ROWS –
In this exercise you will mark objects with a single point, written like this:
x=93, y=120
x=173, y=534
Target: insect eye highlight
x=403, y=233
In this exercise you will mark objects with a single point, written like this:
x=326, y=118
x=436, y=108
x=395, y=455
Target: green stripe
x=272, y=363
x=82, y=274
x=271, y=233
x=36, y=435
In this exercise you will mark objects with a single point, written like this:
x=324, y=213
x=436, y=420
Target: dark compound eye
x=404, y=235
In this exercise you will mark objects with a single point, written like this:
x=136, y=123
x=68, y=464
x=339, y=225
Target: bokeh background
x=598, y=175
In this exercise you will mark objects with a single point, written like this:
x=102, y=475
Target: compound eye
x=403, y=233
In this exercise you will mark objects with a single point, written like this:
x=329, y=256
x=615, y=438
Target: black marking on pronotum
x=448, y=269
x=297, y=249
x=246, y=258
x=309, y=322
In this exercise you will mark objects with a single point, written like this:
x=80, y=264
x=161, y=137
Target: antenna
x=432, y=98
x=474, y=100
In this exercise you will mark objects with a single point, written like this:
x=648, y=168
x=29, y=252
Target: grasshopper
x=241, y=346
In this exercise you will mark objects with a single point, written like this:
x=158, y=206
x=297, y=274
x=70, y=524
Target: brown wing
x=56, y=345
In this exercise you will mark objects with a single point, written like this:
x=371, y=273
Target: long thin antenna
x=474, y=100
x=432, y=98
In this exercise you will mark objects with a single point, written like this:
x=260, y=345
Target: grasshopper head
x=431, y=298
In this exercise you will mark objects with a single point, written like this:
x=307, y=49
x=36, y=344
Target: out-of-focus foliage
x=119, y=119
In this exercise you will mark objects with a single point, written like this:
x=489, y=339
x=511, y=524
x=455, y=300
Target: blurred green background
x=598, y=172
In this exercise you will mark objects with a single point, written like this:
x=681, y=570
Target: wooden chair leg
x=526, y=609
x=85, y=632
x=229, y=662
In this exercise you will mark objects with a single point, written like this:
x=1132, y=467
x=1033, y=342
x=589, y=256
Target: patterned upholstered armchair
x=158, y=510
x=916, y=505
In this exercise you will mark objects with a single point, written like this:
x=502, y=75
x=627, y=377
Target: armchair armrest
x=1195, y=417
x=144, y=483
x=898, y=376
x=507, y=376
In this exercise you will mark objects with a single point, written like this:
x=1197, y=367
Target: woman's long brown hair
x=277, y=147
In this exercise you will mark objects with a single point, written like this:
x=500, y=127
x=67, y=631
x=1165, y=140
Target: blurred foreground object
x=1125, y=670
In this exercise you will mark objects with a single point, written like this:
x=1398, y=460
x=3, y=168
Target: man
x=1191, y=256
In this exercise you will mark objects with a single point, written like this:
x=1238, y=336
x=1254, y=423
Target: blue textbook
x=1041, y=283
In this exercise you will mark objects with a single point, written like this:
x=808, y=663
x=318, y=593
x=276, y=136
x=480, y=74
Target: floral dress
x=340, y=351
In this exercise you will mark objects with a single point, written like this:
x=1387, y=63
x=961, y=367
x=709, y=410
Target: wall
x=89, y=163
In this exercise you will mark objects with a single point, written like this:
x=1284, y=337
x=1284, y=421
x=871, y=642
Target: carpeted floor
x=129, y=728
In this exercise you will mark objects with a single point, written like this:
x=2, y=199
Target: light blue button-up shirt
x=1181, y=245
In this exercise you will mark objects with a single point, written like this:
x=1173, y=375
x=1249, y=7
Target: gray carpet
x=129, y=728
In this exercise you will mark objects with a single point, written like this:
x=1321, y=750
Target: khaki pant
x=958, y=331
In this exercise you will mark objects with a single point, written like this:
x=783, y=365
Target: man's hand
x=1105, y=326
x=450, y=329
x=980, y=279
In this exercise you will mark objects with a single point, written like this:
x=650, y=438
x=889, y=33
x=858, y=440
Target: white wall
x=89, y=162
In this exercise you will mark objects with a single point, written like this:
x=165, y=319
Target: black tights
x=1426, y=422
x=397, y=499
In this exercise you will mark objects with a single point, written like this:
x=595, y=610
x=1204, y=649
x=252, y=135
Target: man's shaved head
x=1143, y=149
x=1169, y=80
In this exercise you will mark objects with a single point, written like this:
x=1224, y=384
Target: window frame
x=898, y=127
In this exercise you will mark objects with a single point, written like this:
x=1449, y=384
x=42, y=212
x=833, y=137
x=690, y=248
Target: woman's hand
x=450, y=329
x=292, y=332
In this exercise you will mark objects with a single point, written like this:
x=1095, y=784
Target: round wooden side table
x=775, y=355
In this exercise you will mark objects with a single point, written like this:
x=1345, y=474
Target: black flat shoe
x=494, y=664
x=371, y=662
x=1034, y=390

GIVEN INSTRUCTION – Return each line of the material above that contains the word "hand". Case counts.

FINISHED TASK –
Target: man's hand
Target: woman's hand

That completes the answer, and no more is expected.